◆ Arbeitsauftrag: Wandle das folgende Material vollständig in eine JSON-Liste von Zeichenketten um, mit einem Eintrag pro Zeile und ohne Leerzeilen.
_ _ _
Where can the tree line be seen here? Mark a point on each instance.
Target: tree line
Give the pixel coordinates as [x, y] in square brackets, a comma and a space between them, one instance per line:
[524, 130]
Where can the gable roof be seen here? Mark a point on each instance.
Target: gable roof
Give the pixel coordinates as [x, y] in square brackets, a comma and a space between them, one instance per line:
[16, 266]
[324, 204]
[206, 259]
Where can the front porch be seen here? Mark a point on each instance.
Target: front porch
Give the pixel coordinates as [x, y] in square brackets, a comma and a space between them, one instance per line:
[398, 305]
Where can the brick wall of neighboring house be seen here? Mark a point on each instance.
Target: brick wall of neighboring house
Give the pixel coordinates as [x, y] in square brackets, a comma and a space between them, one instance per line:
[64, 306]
_ _ _
◆ Lösung:
[
  "Where can the tree line be seen here? Mark a point on each instance.",
  "Target: tree line",
  "Give the pixel coordinates as [x, y] in square brackets, a comma and a space between them, one instance per line:",
  "[524, 130]",
  "Where can the gable roof be seen here? Mark a point on each instance.",
  "Target: gable roof",
  "Give the pixel coordinates as [x, y] in square brackets, a comma and a space between them, one instance per line:",
  "[16, 266]",
  "[324, 204]",
  "[206, 259]",
  "Where can the front porch be seen here? Mark a point on each instance.",
  "Target: front porch",
  "Give the pixel coordinates as [x, y] in square brackets, a comma and a space between them, one instance per line:",
  "[398, 305]",
  "Where can the brick wall of neighboring house be seen here? Mark a point on each instance.",
  "Target: brick wall of neighboring house",
  "Give the pixel coordinates as [x, y] in square brackets, a comma and a space between them, one instance per line:",
  "[64, 306]"
]